EXERCISE DATA:
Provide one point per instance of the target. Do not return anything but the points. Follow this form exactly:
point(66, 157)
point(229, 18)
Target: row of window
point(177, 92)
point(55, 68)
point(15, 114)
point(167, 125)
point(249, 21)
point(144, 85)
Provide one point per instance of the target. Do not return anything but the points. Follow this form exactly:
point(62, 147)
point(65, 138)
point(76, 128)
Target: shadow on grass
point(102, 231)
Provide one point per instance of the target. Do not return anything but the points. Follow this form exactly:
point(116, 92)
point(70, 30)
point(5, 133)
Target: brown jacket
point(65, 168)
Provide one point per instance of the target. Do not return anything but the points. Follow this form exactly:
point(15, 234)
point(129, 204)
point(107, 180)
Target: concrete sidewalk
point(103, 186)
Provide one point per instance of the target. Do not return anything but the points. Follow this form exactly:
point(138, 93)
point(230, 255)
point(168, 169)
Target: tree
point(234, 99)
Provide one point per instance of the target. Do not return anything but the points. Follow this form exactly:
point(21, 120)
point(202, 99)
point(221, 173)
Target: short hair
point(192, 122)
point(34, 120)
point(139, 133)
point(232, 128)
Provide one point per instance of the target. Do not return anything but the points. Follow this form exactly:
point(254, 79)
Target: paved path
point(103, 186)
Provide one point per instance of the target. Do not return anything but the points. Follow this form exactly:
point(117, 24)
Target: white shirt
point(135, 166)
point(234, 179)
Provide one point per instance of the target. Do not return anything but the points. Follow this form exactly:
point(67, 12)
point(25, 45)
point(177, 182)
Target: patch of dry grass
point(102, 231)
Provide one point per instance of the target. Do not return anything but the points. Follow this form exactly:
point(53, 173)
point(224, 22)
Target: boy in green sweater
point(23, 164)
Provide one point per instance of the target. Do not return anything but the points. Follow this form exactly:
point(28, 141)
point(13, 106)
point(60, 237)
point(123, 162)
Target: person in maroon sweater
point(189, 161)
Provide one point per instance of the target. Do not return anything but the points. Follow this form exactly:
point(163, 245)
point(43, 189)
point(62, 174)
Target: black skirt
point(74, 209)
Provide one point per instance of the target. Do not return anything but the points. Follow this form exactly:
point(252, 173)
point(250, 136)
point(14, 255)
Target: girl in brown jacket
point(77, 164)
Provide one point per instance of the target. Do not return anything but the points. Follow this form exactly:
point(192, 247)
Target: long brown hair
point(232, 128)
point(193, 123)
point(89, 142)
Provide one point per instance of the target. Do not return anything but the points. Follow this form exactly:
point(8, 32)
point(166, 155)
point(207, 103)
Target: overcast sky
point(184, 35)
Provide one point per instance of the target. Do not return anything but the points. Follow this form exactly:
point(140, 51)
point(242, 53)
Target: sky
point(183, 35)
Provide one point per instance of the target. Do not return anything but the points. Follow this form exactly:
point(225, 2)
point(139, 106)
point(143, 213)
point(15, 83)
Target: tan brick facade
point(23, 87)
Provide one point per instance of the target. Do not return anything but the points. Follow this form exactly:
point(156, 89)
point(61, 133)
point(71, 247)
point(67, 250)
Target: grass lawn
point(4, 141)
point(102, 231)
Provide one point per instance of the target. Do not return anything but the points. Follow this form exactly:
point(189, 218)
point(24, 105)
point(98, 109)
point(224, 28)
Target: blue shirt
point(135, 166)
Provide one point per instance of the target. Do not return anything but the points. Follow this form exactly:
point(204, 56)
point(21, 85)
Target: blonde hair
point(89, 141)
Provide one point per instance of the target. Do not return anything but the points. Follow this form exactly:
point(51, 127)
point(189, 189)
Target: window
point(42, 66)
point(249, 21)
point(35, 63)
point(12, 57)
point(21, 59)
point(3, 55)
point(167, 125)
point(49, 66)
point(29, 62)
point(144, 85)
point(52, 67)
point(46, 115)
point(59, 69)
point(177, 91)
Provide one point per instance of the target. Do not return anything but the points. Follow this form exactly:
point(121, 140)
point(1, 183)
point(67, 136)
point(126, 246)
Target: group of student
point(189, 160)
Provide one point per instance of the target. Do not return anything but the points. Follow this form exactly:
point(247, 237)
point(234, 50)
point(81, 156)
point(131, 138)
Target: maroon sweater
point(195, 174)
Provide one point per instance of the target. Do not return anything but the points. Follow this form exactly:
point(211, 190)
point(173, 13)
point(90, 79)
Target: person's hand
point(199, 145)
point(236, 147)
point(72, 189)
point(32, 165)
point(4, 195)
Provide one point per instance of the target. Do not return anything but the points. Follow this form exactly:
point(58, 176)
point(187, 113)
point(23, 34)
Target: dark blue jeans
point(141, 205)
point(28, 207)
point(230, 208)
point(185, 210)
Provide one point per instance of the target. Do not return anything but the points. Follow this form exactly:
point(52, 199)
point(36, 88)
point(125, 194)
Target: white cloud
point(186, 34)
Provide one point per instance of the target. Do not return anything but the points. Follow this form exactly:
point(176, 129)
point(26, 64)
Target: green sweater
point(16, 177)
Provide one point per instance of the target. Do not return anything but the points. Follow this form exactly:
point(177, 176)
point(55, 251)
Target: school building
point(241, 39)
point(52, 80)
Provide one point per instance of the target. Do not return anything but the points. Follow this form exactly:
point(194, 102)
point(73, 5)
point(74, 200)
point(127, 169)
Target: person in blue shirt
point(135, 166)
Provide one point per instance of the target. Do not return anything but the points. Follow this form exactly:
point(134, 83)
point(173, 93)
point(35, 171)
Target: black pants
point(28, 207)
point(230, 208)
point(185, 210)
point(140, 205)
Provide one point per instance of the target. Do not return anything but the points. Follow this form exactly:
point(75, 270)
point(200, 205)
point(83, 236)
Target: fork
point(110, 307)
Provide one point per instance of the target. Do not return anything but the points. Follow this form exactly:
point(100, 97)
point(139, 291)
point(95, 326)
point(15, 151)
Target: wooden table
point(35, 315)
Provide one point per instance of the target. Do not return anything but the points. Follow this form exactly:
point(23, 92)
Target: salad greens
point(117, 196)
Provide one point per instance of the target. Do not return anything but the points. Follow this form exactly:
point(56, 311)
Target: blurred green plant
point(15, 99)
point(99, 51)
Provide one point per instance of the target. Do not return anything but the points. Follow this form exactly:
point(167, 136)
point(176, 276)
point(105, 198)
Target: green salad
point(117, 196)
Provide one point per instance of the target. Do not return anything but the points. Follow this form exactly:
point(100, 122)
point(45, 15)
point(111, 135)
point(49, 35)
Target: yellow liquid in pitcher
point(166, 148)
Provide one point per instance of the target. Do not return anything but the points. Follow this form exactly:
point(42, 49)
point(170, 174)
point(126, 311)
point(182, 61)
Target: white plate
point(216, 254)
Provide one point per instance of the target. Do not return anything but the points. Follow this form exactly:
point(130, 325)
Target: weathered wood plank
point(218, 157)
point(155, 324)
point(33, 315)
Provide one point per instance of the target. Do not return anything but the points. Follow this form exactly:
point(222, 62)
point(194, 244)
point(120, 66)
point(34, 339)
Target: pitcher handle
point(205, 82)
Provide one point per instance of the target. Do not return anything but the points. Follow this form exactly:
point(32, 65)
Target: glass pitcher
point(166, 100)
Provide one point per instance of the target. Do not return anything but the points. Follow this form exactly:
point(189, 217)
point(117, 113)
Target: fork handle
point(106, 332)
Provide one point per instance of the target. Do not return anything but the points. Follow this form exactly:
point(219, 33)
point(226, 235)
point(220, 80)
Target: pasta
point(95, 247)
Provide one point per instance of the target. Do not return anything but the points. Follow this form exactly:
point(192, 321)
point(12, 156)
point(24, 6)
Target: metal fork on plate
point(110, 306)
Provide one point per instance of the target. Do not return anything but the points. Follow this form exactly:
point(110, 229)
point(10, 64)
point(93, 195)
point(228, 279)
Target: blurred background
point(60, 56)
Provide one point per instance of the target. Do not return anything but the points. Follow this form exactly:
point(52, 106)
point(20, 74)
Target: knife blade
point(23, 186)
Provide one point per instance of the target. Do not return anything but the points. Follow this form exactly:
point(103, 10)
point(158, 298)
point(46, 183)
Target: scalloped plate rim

PROBLEM STATEMENT:
Please pull out every line in the listing above that contains the string "blue". Case counts, so lines with a differently capitalized form don't match.

WRITTEN SOLUTION:
Target: blue shirt
Target: dark blue jeans
Target: person in blue shirt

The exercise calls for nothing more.